───── FRAGMENTO ─────

Todo esto parece una condena eterna e incurable. Sin embargo, el discurrir del sistema schopenhaueriano nos conduce a una cuestión cara al espíritu romántico: la salida por el arte. La esclavitud a la que está sometido el intelecto, lo es sólo en el ámbito de los objetos de la experiencia, en términos de Schopenhauer “la representación sometida al principio de razón”. Sin embargo, el intelecto tiene la posibilidad de desprenderse de la objetivación del espacio, el tiempo y la causalidad, para transformarse en un sujeto puro que conoce la Idea. El arte es un conocimiento liberado del encadenamiento del mundo de la experiencia. Dice Schopenhauer que el artista es quien conoce la cosa en sí, ya no el objeto fenoménico, el cual existe sólo en relación a los otros objetos: un intelecto superior alcanza la independencia de la voluntad y le permite desprenderse de las condiciones de menesterosidad y carencia a la que el hombre corriente se encuentra subordinado.
Esta superación de lo particular se da no sólo del lado del objeto, sino también, y es lo que aquí más nos importa, para el sujeto. El sujeto deja de ser individuo, abandona sus particularidades, deja de moverse según motivos, deseos e intereses para acceder a una condición contemplativa pura: el ideal aristotélico reaparece. La pareja sujeto-objeto que, en el mundo de la experiencia sensible estaba sometido al entendimiento relacional, se transforma en objeto y sujeto puro. En palabras de Schopenhauer: “la cosa individual se convierte de golpe en idea de su especie y el individuo que intuye se vuelve puro sujeto del conocer”. El sujeto ha dejado atrás al individuo y, con él, al conjunto de relaciones que lo atan al mundo sensible. Como ese mundo de relaciones es objetivación de la voluntad, el hombre corriente que lo habita, según vimos, vive en un desequilibrio que lo lleva del dolor al tedio y viceversa; entonces, la liberación del mundo de los fenómenos, aunque sólo sea temporaria, es una manera de acceder a cierto grado de felicidad; la plenitud del hombre no se alcanza por la ciencia sino por el arte. Es el genio quien, a diferencia del hombre común, logra romper, temporalmente, el velo de Maya que ingenuamente consideramos cierto pero que, como ya Platón advirtió, está poblado de cosas que “son y no son”.
Esta pérdida de la individuación dada en sujeto y objeto lleva a un estado de fusión con el “en sí”, una suerte de éxtasis en la que se percibe la influencia oriental sobre el pensamiento schopenhaueriano, bajo la idea de que cada ser es todos los seres y todo es una sola cosa, la voluntad.

───── DATOS PROPORCIONADOS ─────

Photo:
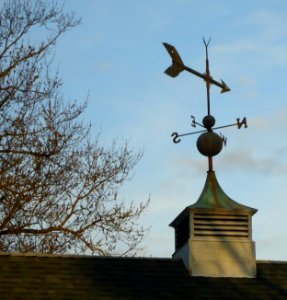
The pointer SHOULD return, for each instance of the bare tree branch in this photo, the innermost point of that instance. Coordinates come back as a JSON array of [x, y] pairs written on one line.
[[58, 189]]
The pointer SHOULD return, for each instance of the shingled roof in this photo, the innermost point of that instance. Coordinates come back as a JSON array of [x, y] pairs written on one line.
[[89, 277]]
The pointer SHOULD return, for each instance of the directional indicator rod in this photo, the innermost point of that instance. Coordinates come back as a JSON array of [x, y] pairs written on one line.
[[178, 66], [239, 123]]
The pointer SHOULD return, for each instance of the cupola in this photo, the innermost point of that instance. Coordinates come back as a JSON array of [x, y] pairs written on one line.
[[213, 236]]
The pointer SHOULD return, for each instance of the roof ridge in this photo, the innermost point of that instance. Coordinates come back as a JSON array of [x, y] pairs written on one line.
[[81, 256]]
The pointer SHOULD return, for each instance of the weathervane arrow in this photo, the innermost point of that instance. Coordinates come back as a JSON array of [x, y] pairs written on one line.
[[178, 66]]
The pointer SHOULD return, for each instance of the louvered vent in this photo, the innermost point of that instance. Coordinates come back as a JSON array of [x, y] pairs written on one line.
[[182, 233], [221, 225]]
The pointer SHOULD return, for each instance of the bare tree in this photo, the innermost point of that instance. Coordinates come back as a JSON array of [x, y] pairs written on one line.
[[58, 190]]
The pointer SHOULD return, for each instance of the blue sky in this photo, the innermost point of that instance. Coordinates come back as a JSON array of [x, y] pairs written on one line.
[[116, 57]]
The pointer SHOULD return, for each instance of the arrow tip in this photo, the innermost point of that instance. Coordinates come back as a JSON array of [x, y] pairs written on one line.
[[225, 88]]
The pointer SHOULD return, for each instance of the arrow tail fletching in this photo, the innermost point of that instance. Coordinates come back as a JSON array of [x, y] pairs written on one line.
[[224, 87]]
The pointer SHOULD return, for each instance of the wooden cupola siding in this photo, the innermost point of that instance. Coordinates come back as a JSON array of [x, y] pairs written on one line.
[[213, 236]]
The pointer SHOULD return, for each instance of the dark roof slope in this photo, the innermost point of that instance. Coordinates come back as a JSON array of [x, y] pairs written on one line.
[[87, 277]]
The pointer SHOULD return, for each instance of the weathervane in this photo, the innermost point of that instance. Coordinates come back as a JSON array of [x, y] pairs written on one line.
[[209, 143]]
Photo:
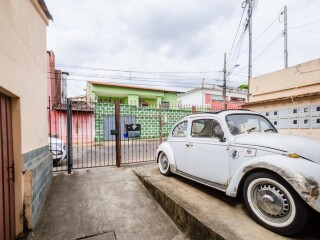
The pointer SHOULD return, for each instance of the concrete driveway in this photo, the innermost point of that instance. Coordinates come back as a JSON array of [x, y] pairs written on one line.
[[204, 213], [102, 203]]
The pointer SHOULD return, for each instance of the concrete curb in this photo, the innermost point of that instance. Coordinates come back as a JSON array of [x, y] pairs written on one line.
[[186, 221]]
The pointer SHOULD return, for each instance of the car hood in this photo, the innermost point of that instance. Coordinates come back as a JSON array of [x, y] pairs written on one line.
[[304, 147]]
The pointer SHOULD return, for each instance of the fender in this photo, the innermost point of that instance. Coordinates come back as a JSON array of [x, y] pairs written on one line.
[[296, 171], [166, 148]]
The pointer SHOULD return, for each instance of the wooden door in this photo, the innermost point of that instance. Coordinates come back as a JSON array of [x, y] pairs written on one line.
[[7, 222]]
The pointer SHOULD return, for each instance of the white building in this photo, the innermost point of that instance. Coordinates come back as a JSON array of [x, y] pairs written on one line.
[[211, 95]]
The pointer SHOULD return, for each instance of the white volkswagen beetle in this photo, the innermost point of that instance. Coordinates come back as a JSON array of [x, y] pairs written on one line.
[[240, 152]]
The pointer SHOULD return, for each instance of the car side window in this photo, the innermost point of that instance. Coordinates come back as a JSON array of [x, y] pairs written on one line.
[[180, 130], [205, 128]]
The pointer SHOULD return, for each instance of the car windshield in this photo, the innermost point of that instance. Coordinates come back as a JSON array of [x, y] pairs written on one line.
[[246, 123]]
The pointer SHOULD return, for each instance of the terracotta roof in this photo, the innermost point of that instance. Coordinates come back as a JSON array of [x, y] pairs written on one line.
[[45, 9], [282, 99], [131, 87], [75, 106]]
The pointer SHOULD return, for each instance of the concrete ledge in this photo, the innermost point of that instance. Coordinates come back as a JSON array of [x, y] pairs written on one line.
[[204, 213], [185, 220]]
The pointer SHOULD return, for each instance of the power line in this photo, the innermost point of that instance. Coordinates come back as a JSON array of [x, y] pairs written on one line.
[[263, 51], [132, 71], [303, 25], [229, 55]]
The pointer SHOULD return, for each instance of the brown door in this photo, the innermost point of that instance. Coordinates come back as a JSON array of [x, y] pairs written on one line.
[[7, 222]]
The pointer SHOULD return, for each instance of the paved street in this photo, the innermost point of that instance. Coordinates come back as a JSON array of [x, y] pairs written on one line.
[[102, 203]]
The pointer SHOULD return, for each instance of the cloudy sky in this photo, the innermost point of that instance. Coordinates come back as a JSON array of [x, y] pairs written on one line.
[[176, 44]]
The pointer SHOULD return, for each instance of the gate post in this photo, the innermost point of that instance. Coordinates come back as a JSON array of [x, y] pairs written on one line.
[[118, 133], [160, 123], [69, 135], [193, 109]]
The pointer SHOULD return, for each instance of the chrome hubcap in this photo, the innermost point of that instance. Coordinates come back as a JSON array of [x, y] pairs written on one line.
[[271, 201], [164, 162]]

─────

- LISTA DE TAREAS -
- A) ¿De qué formas de objetivación puede desprenderse el intelecto, según el fragmento sobre Schopenhauer?
- B) Reproduce literalmente el tramo del fragmento sobre Schopenhauer que va desde "Esta pérdida de" hasta "cosa, la voluntad.", ambos incluidos.
Los registros no guardan relación con el fragmento.

- RESPUESTAS POR TAREA -
- A) Del espacio, del tiempo y de la causalidad.

- B)
Esta pérdida de la individuación dada en sujeto y objeto lleva a un estado de fusión con el “en sí”, una suerte de éxtasis en la que se percibe la influencia oriental sobre el pensamiento schopenhaueriano, bajo la idea de que cada ser es todos los seres y todo es una sola cosa, la voluntad.